Which lines of the material contain the word "stone"? Show each one.

___

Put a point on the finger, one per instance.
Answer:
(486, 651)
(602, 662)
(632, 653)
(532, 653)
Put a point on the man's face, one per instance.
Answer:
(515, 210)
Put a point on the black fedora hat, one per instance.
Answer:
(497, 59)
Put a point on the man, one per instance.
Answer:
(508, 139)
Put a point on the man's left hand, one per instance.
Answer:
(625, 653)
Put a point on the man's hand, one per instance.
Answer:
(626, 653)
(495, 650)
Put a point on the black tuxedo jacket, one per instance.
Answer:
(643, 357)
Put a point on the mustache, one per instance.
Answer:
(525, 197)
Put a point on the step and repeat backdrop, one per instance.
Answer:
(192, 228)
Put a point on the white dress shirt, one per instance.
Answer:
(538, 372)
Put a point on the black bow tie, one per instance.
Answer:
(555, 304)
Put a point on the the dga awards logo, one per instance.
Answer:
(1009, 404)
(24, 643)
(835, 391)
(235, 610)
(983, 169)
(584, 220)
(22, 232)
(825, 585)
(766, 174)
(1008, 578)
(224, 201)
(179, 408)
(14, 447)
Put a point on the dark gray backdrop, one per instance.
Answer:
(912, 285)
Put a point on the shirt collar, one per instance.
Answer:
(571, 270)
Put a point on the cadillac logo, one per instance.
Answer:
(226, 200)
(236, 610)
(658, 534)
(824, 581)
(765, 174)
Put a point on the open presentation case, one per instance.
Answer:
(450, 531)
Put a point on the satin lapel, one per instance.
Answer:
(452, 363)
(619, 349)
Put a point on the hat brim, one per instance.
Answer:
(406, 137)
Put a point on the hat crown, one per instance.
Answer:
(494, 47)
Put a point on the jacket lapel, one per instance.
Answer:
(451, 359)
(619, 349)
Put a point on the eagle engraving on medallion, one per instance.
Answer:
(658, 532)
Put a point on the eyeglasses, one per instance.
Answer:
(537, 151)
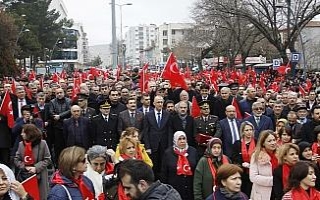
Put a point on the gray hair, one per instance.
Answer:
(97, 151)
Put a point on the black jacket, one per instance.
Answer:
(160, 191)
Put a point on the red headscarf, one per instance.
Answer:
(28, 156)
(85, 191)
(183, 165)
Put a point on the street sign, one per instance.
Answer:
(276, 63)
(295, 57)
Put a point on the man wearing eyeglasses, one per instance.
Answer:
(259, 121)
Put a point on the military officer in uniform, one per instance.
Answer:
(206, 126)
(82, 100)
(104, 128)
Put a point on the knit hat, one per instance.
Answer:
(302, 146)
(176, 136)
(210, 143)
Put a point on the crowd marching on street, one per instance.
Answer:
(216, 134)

___

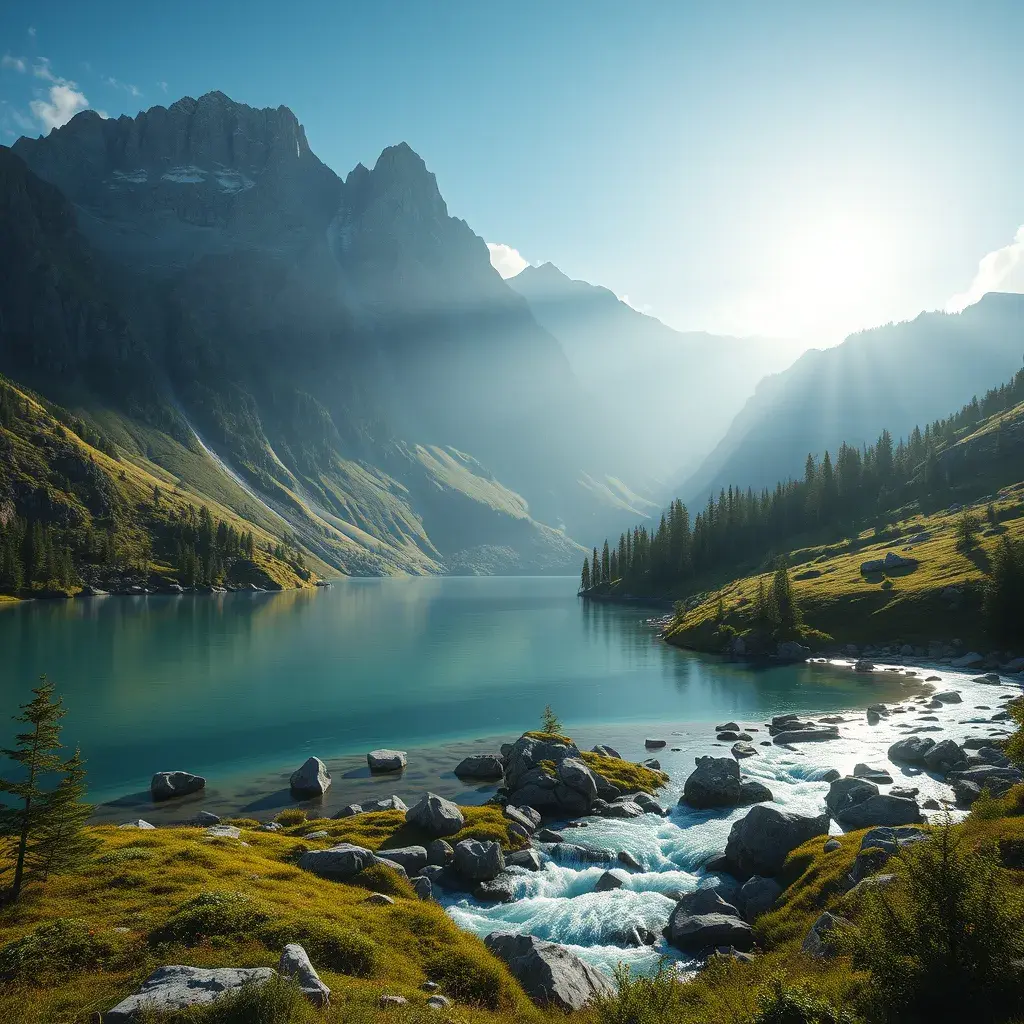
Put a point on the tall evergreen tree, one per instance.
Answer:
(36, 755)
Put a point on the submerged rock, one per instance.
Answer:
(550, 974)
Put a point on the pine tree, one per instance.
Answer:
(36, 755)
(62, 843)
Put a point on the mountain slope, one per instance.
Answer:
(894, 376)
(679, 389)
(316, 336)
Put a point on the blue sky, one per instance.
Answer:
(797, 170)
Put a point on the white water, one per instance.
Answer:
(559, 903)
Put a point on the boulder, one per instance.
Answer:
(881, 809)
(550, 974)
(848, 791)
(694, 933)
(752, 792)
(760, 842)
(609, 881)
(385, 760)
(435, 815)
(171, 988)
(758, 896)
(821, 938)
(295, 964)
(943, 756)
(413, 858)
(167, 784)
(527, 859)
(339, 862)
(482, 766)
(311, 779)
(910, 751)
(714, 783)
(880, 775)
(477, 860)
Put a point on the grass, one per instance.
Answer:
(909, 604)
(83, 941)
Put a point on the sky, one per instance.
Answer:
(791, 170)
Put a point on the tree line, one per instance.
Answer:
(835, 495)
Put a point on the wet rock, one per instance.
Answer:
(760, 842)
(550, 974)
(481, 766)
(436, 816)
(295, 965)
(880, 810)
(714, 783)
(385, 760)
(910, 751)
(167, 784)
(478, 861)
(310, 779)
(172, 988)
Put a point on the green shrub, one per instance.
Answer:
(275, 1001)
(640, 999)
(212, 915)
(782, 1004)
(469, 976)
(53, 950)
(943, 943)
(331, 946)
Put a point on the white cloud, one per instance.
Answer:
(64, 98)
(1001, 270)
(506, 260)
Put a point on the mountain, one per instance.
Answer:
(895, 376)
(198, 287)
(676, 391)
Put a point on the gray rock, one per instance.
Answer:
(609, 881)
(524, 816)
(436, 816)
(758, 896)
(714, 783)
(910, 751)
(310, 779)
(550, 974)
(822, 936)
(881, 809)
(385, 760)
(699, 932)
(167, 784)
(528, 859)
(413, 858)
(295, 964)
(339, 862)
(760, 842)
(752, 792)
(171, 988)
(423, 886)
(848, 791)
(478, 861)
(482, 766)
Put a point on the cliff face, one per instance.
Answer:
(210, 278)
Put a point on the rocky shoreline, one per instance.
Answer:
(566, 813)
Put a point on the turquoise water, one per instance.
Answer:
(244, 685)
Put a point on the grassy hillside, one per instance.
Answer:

___

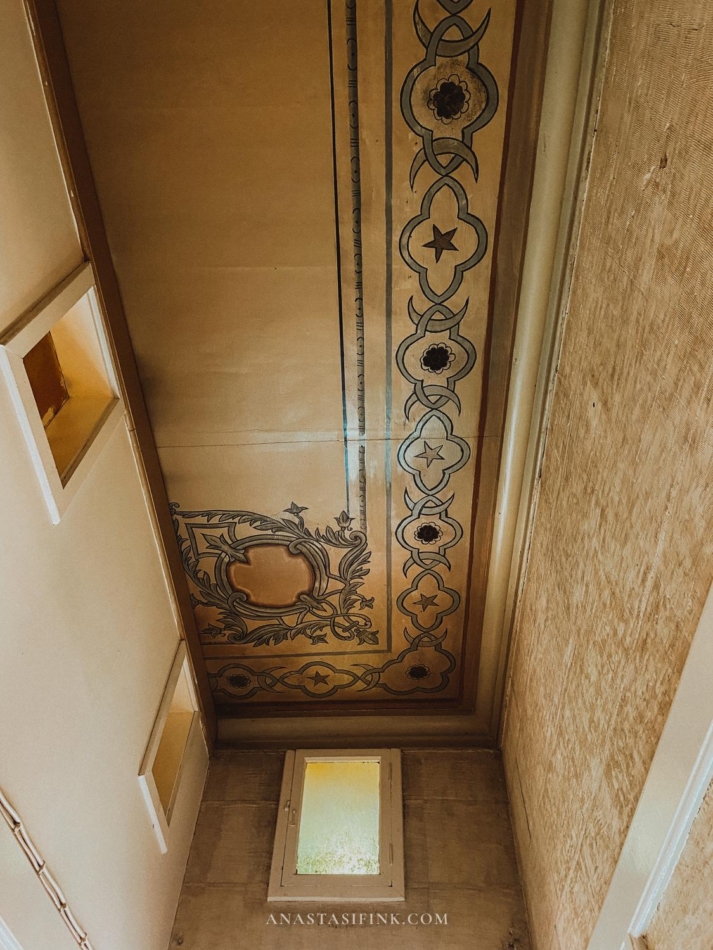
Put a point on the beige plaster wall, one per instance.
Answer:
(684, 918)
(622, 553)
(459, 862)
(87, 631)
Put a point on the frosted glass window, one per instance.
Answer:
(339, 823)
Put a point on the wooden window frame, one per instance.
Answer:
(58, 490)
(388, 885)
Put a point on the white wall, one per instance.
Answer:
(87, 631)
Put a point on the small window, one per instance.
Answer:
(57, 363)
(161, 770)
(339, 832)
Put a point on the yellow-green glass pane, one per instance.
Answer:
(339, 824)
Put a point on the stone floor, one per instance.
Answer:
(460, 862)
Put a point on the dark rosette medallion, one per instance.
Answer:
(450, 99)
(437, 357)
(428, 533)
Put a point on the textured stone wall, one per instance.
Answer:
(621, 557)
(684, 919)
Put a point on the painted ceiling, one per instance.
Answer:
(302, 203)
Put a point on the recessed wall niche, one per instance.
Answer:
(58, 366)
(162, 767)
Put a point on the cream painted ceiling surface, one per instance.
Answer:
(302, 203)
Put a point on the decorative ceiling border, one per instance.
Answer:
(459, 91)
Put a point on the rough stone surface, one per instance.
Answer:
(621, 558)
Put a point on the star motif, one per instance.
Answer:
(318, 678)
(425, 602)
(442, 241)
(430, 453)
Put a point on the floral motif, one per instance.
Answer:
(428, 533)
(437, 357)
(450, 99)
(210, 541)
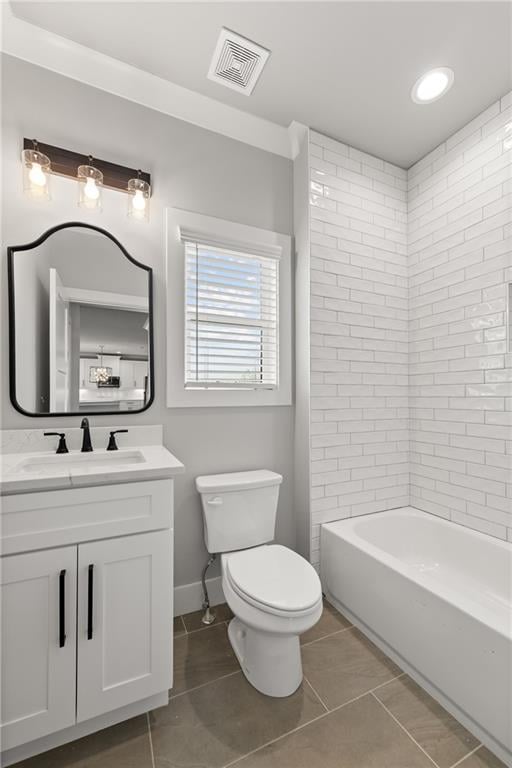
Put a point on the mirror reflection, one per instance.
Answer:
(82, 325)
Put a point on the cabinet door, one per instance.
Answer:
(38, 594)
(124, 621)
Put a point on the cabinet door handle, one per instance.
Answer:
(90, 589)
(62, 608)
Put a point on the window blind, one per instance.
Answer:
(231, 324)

___

• The answer
Put a point on the stone floor, one per instance.
Put a point on the textured stone wall, one per instance.
Put a point on the rough stone surface, one per instance.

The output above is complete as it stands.